- _Text passage_
----
First Amendment to the Pulmatrix, Inc. Amended and Restated 2013 Employee, Director and Consultant Equity Incentive Plan
Exhibit 10.1
FIRST AMENDMENT
TO THE PULMATRIX, INC. AMENDED AND RESTATED 2013 EMPLOYEE, DIRECTOR AND CONSULTANT EQUITY INCENTIVE PLAN
This FIRST AMENDMENT TO THE PULMATRIX, INC. AMENDED AND RESTATED 2013 EMPLOYEE, DIRECTOR AND CONSULTANT EQUITY INCENTIVE PLAN (this Amendment), dated as of June 5, 2018, is made and entered into by Pulmatrix, Inc., a Delaware corporation (the Company), subject to approval by the Companys stockholders. Terms used in this Amendment with initial capital letters that are not otherwise defined herein shall have the meanings ascribed to such terms in the Pulmatrix, Inc. Amended and Restated 2013 Employee, Director and Consultant Equity Incentive Plan (the Incentive Plan).
----
- _Listed records_
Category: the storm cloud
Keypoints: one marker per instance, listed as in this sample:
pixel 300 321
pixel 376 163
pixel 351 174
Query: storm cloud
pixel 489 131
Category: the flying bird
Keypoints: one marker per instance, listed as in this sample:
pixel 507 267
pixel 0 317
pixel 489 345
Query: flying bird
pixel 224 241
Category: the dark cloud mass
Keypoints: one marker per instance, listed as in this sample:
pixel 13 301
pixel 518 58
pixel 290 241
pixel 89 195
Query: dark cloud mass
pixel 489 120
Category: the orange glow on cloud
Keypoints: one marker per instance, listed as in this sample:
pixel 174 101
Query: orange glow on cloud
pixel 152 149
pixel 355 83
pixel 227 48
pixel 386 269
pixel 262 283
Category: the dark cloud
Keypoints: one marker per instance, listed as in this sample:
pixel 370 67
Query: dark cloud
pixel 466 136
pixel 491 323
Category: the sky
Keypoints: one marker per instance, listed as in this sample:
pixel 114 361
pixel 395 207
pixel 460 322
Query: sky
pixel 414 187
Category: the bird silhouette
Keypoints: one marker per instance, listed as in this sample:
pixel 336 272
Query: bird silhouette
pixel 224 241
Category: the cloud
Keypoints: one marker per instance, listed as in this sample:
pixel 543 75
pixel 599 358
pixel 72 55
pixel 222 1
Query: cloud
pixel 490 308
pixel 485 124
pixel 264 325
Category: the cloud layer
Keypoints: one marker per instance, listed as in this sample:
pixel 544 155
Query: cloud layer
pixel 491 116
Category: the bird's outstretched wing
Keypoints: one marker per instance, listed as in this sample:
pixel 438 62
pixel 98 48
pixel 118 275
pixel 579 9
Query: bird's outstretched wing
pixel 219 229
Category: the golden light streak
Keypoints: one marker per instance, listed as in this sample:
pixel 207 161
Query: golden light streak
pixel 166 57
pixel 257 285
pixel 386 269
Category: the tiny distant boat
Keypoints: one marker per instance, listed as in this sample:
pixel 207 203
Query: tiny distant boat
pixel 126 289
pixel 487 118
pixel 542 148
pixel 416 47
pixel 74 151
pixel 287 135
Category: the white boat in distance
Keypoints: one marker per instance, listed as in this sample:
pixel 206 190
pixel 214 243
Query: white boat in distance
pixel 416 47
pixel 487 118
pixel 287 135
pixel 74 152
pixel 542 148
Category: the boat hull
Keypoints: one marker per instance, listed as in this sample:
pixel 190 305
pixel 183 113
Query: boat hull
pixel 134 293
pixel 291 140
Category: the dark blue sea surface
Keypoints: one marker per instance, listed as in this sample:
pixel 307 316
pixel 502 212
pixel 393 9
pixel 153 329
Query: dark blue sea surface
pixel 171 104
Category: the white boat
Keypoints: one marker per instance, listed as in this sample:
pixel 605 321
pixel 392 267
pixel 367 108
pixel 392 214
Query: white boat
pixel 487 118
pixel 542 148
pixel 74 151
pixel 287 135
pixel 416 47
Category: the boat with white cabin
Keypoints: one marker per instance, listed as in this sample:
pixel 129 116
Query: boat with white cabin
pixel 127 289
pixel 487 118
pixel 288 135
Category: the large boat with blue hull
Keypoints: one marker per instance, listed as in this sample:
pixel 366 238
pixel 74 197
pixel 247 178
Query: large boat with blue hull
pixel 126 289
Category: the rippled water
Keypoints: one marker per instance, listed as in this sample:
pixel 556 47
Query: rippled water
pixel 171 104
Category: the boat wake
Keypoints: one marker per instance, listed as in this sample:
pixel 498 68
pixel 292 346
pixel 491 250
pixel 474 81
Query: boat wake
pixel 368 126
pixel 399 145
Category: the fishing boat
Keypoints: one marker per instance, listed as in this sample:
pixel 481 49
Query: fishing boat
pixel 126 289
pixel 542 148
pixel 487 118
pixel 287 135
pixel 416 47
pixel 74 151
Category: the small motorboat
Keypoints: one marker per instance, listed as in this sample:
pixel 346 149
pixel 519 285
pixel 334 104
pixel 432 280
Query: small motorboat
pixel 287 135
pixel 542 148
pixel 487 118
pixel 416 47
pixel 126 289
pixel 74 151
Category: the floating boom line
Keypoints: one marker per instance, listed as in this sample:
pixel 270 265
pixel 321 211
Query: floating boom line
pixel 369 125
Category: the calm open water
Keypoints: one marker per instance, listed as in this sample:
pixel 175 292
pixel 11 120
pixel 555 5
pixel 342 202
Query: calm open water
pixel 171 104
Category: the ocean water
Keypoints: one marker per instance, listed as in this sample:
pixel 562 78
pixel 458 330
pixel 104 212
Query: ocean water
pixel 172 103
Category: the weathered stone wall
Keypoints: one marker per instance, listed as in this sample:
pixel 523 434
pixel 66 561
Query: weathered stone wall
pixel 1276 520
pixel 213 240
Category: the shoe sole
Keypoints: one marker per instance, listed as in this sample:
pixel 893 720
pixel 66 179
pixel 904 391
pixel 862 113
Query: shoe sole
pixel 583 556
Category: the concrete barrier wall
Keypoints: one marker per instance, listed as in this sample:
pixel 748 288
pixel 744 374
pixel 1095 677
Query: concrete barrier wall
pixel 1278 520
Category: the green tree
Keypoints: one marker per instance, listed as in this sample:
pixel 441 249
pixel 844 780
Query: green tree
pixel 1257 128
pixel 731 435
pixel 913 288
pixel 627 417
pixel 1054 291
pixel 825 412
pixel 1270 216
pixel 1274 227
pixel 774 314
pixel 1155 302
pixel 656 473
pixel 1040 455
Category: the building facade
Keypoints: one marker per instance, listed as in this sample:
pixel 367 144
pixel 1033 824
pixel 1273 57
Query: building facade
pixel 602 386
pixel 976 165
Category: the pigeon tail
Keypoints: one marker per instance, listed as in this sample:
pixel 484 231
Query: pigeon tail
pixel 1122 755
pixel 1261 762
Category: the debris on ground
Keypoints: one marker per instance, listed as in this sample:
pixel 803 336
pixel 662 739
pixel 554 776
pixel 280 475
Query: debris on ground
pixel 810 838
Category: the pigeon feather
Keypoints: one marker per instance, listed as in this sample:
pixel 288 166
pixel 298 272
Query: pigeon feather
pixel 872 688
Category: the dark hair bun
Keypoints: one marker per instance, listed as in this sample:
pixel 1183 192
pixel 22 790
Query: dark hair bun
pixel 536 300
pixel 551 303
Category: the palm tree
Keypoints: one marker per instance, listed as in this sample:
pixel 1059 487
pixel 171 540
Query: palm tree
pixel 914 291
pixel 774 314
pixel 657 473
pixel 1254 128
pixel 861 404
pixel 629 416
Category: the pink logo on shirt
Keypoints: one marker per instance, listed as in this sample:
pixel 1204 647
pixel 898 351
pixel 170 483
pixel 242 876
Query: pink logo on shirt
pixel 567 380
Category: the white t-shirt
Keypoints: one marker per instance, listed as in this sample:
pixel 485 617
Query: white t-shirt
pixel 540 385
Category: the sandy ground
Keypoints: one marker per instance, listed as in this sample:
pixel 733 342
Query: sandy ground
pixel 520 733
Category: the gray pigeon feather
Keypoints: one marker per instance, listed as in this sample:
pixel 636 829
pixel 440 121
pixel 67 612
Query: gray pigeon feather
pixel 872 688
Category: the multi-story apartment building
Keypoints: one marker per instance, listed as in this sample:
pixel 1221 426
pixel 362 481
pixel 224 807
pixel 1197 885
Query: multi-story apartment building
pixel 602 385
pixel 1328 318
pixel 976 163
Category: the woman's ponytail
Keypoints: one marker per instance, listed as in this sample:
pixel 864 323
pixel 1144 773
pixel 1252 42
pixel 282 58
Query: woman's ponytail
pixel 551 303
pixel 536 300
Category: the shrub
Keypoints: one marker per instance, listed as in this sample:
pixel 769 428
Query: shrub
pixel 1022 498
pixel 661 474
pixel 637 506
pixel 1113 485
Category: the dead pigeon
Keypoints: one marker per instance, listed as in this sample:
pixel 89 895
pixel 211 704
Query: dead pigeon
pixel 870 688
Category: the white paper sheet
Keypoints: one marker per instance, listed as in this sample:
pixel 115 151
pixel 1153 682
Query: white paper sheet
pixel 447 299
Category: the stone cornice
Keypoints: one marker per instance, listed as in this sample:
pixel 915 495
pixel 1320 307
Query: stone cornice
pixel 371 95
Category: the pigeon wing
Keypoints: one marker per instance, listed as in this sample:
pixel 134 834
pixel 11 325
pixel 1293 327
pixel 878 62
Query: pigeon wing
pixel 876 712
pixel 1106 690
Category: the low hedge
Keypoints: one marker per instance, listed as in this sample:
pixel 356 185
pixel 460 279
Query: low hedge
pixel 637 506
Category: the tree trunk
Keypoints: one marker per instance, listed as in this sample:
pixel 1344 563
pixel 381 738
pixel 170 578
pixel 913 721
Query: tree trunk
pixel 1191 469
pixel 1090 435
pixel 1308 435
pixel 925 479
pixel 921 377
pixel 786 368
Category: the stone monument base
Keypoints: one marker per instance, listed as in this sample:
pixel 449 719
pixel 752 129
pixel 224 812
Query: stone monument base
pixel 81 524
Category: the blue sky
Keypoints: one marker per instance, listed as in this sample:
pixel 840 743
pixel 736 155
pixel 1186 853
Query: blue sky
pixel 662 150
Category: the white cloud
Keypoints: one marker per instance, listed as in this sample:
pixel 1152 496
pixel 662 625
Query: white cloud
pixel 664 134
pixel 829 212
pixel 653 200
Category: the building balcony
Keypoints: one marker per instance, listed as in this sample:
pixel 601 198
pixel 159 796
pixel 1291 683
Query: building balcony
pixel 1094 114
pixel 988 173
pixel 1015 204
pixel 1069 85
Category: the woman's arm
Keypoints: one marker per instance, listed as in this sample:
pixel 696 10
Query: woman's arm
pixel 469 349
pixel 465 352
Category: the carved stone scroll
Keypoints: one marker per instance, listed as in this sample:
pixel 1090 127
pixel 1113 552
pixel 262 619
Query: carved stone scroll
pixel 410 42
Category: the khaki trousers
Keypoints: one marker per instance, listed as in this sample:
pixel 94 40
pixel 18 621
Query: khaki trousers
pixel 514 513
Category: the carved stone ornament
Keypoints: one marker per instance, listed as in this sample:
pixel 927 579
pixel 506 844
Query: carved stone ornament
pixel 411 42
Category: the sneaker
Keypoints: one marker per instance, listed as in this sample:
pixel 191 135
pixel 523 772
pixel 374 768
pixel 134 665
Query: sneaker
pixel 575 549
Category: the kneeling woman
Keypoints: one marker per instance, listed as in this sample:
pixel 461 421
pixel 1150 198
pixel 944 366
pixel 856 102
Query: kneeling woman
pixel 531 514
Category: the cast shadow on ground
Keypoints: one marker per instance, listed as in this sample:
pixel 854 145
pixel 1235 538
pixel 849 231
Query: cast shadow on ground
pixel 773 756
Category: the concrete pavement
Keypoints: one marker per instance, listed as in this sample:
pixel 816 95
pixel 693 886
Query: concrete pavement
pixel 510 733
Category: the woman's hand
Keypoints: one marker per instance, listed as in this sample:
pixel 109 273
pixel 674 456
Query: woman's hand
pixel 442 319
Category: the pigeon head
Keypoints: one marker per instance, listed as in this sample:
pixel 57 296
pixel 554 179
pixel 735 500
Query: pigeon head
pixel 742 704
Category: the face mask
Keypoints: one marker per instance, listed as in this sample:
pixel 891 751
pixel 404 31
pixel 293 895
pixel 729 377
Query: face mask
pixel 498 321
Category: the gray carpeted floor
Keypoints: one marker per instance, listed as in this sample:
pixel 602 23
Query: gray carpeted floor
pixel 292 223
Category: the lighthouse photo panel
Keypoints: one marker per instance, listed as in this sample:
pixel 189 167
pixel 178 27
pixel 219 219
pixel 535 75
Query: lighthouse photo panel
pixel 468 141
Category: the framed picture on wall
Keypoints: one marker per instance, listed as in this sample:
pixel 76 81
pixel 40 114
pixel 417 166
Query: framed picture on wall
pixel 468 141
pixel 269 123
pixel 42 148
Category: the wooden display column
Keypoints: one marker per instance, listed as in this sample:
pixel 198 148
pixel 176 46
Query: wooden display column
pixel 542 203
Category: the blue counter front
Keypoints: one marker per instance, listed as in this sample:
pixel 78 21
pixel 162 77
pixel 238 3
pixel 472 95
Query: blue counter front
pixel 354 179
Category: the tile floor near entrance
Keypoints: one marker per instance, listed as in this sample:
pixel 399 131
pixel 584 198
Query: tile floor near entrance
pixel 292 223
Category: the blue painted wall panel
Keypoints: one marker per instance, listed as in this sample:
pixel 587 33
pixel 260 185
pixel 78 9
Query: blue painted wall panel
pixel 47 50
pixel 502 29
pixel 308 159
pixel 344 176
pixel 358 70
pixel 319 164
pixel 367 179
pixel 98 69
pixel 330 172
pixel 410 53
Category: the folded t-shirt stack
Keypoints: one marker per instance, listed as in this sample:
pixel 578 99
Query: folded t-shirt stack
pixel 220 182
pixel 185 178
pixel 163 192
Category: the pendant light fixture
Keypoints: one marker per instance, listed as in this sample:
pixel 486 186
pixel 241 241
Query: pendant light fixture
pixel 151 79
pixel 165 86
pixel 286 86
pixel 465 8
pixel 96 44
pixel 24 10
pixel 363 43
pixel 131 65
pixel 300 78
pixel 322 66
----
- _Parts of the exercise_
[a] Name the terms that the Pulmatrix plan amendment text defines in parentheses.
[b] Using the Pulmatrix plan amendment text, mark each statement yes or no and quote the words that settle it.
(i) The Amendment is dated as of June 5, 2018.
(ii) Pulmatrix, Inc. is a Nevada corporation.
(iii) The Amendment does not require approval by the company's stockholders.

- _Outputs by task_
[a]
Amendment
Company
Incentive Plan

[b]
(i) Yes: "dated as of June 5, 2018"
(ii) No: "a Delaware corporation"
(iii) No: "subject to approval by the Companys stockholders"